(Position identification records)
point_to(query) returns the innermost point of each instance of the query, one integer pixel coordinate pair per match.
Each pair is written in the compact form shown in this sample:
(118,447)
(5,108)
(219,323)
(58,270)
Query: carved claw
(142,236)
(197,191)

» **Set task**
Format each line of the rows above as a JSON list of strings, one string per line, and leave out any blank lines.

» **Answer to this task**
[
  "point_to(query) returns the innermost point of each instance of the query, one integer pixel coordinate pair per match.",
  "Each pair is written in the compact form shown in this sample:",
  "(118,447)",
  "(5,108)",
  "(219,323)",
  "(58,270)",
  "Query: carved claw",
  "(142,236)",
  "(197,191)"
]